:: Brief ::
Every line below must be copied as written, except for pictures.

:: Listed entries ::
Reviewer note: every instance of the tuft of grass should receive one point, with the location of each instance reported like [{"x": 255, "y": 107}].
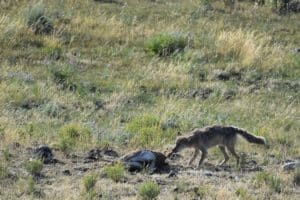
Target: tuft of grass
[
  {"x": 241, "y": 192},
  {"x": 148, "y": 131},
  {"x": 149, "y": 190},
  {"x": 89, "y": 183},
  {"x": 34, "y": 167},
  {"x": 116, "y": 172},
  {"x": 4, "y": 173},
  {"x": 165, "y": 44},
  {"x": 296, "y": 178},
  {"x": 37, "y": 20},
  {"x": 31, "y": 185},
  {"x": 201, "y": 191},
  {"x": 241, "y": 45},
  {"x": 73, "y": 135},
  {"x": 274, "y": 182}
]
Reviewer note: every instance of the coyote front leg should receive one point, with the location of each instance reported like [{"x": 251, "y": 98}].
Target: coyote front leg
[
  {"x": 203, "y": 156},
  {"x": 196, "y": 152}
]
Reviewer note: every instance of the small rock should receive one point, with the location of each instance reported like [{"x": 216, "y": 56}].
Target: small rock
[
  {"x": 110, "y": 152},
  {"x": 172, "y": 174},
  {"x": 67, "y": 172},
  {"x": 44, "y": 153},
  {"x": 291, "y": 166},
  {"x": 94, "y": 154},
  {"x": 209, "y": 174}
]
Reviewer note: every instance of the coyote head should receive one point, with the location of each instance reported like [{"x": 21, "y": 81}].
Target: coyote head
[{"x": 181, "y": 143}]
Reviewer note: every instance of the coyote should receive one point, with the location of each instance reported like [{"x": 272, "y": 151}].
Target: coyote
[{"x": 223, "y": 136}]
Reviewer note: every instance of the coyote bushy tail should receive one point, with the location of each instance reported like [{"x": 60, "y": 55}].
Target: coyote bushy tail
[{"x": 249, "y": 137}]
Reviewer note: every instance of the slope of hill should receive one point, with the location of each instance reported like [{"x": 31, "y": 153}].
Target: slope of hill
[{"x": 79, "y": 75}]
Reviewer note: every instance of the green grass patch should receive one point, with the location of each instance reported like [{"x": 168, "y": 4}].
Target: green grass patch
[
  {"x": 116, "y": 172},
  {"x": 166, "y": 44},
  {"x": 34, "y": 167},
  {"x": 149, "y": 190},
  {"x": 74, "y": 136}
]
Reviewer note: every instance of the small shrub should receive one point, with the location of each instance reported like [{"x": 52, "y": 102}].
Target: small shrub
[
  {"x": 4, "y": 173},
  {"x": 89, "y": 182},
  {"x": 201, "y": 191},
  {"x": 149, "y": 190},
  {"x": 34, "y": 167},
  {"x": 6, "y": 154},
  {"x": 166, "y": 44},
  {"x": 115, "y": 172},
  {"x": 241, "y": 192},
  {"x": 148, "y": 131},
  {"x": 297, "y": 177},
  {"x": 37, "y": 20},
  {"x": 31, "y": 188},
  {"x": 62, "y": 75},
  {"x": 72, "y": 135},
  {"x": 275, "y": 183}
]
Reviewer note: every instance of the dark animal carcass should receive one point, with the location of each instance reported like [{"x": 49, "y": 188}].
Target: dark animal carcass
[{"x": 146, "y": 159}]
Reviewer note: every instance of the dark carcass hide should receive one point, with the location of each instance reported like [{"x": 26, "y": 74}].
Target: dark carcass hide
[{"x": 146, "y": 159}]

:: Response to the task ::
Reviewer note: every instance of the tuft of grass should receive one point, with the location of each instance reported like [{"x": 255, "y": 107}].
Target: tuft of grass
[
  {"x": 241, "y": 192},
  {"x": 148, "y": 131},
  {"x": 149, "y": 190},
  {"x": 89, "y": 183},
  {"x": 34, "y": 167},
  {"x": 116, "y": 172},
  {"x": 4, "y": 173},
  {"x": 165, "y": 44},
  {"x": 296, "y": 178},
  {"x": 37, "y": 20},
  {"x": 31, "y": 185},
  {"x": 201, "y": 191},
  {"x": 241, "y": 45},
  {"x": 73, "y": 135},
  {"x": 274, "y": 182}
]
Reviewer note: every instance of the coyote front leg should receive one point, with the location of each instance reported like [{"x": 251, "y": 98}].
Target: coyote front leg
[
  {"x": 203, "y": 156},
  {"x": 196, "y": 152}
]
Reviewer note: every instance of the small rock should receive one point, with the location of each instance reported like [{"x": 216, "y": 56}].
Target: small rock
[
  {"x": 110, "y": 152},
  {"x": 172, "y": 174},
  {"x": 67, "y": 172},
  {"x": 44, "y": 153},
  {"x": 291, "y": 166},
  {"x": 94, "y": 154},
  {"x": 209, "y": 174}
]
Reviewer note: every instance of the coyote head should receive one point, with the location of each instance reported like [{"x": 21, "y": 81}].
Target: coyote head
[{"x": 181, "y": 143}]
Reviewer note: every instance of the coyote should receive one point, with the location of each instance reported like [{"x": 272, "y": 151}].
Target: coyote
[{"x": 223, "y": 136}]
Reviewer note: every instance of the coyote bushy tail should receive one point, with the location of each instance reported like [{"x": 60, "y": 55}].
Target: coyote bushy tail
[{"x": 249, "y": 137}]
Reviewer note: every instance of the slope of hill should receive one point, with the location of each instance reported like [{"x": 31, "y": 153}].
Target: slope of hill
[{"x": 79, "y": 75}]
Reviewer note: every instance of the green grass patch should receive one point, with the location of each instance reported like [{"x": 168, "y": 4}].
Target: green grass patch
[
  {"x": 116, "y": 172},
  {"x": 166, "y": 44},
  {"x": 34, "y": 167},
  {"x": 149, "y": 190},
  {"x": 74, "y": 136}
]
Reviewer note: every instance of the small shrub should receive one point, with the location of each instance reported like [{"x": 52, "y": 102}].
Target: small shrub
[
  {"x": 4, "y": 173},
  {"x": 89, "y": 182},
  {"x": 201, "y": 191},
  {"x": 149, "y": 190},
  {"x": 34, "y": 167},
  {"x": 6, "y": 154},
  {"x": 166, "y": 44},
  {"x": 115, "y": 172},
  {"x": 241, "y": 192},
  {"x": 148, "y": 131},
  {"x": 297, "y": 177},
  {"x": 37, "y": 20},
  {"x": 31, "y": 188},
  {"x": 62, "y": 75},
  {"x": 72, "y": 135},
  {"x": 275, "y": 183}
]
Reviewer note: every instance of the dark animal carcass should receive one point, with the location of each instance reported like [{"x": 49, "y": 188}].
Target: dark animal carcass
[{"x": 146, "y": 159}]
Reviewer note: every instance of the dark carcass hide should receive one point, with the location of each instance reported like [{"x": 26, "y": 74}].
Target: dark carcass hide
[{"x": 146, "y": 159}]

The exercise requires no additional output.